- **Page text**
Advice Tailored To Your Business
Our aim is to provide you with advice when your business needs it – not just when you ask for it.
We’ll help you manage every aspect of your business, and because we establish a one-to-one relationship with each of our clients, our advice will be tailored for your business.
We’ve developed our traditional taxation and accounting practices into innovative client-focused services. Our flexibility and adaptability will ensure we can help you get the best results.
Incorporating is not the same thing as registering a business name or having a personal ABN. By setting up a company you are creating a separate legal entity for your business. This is a big step that brings with it a range of advantages but there are also some additional costs that need to be considered.
The main benefit of incorporating is its limited liability. A company is a legal entity – completely separate from its directors and owners (shareholders). In other words, it gives owners the ability to quarantine business risks inside the company, and away from them as the business owner. Incorporating is a good option if you (i) employ staff, (ii) have turnover of over $200K (iii) operate in a high-risk industry or (iv) if you have personal assets that you do not want to be put at risk (such as your home or investments).
Another advantage of incorporation is that it makes it easier to manage disputes with other potential business owners/or partners. Each shareholder operates under a set of rules (company constitution) and the stakeholders rights and responsibilities are already somewhat determined. There are several other minor benefits – but these will depend on your personal circumstances.
But there are costs involved when thinking of incorporating. There is a once off initial setup cost (approx $1300) for the formation of the constitution (rules of the company) and to register the company with ASIC. Additionally, there are annual costs including (i) ASIC filing fees (approx $400 pa) and (ii) annual costs to have an accountant file the annual corporate tax return.
There is no precise point in time when a business should incorporate. Instead, the best time will depend on the unique circumstances of your business.
Financing through debt – means sourcing funds from a third party and agreeing to pay the money back, with interest by a future date. Interest, fees and charges on a business loan are tax deductible.
Debt considerations – if you take out a loan to fund any business purchase, you are keeping your own cash reserves in standby in the case of short-term cash emergencies. This is a big incentive for debt financing. But banks are conservative when lending money and new businesses may find it difficult to secure debt finance. You should always think carefully before borrowing any amount of money and should always aim to match the financing to your needs. For example, using credit cards for long-term expenditure can be very expensive. Conversely some loans can be inflexible – you could end up paying interest over many years.

- **Objectives**
**1.** Translate this sentence from the business advice text into Spanish: "There is no precise point in time when a business should incorporate."
**2.** Quote the business advice text from "The main benefit" to "home or investments).".
The lines play no part in this work.

- **Dataset section**
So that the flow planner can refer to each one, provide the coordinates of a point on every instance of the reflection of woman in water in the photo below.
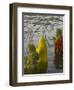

- **Per-task answers**
**1.** No hay un momento preciso en el que una empresa deba constituirse en sociedad.

**2.**
The main benefit of incorporating is its limited liability. A company is a legal entity – completely separate from its directors and owners (shareholders). In other words, it gives owners the ability to quarantine business risks inside the company, and away from them as the business owner. Incorporating is a good option if you (i) employ staff, (ii) have turnover of over $200K (iii) operate in a high-risk industry or (iv) if you have personal assets that you do not want to be put at risk (such as your home or investments).